Collected data:
>>>>>
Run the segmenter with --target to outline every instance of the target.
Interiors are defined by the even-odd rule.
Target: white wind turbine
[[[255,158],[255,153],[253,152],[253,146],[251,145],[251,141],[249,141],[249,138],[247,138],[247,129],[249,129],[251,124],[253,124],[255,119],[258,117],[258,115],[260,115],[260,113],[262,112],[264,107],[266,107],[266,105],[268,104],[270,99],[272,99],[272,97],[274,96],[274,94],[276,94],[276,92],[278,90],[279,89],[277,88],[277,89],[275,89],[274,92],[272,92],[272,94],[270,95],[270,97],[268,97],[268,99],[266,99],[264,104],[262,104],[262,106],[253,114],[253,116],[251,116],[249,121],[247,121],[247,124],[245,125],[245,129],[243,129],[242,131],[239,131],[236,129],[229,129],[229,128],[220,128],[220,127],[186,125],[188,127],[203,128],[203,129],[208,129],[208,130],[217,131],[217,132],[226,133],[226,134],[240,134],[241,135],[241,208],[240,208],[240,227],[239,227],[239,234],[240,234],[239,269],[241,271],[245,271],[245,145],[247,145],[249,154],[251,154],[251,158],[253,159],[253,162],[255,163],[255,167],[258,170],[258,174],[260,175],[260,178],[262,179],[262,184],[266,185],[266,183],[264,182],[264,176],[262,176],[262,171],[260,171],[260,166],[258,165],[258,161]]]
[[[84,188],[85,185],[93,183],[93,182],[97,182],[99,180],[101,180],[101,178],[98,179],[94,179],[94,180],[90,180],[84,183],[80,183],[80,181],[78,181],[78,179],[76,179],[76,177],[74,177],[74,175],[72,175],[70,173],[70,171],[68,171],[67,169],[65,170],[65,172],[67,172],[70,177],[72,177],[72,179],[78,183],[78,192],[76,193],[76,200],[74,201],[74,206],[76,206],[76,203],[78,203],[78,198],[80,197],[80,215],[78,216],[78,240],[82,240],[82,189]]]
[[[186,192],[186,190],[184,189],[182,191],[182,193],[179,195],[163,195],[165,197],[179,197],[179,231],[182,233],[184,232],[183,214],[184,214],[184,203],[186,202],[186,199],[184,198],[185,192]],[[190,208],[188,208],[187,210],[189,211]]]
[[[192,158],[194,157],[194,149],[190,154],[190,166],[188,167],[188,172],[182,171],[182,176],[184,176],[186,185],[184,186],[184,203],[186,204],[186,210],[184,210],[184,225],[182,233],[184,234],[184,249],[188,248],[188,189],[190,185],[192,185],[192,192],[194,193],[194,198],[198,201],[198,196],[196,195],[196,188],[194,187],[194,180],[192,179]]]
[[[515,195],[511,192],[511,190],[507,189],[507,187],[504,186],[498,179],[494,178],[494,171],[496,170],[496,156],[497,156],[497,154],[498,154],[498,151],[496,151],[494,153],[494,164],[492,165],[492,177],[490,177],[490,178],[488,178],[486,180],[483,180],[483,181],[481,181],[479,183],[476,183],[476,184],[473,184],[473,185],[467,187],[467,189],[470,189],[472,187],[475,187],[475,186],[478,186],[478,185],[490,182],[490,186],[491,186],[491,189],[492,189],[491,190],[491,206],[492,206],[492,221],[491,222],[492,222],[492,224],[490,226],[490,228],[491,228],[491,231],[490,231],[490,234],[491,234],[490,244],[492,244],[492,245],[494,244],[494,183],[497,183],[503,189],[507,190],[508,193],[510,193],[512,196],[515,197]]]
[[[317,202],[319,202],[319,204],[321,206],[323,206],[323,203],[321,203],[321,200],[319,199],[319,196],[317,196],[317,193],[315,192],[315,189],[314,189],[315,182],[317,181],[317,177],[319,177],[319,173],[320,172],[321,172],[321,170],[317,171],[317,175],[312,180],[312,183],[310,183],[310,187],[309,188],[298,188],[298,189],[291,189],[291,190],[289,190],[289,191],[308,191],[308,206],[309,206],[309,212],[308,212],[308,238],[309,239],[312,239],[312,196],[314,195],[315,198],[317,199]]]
<<<<<
### [What you will do]
Retype exactly the lines of the data above, starting at its first line and finishing with the line that has "Interiors are defined by the even-odd rule." in it.

### [Solution]
Run the segmenter with --target to outline every instance of the target.
Interiors are defined by the even-odd rule.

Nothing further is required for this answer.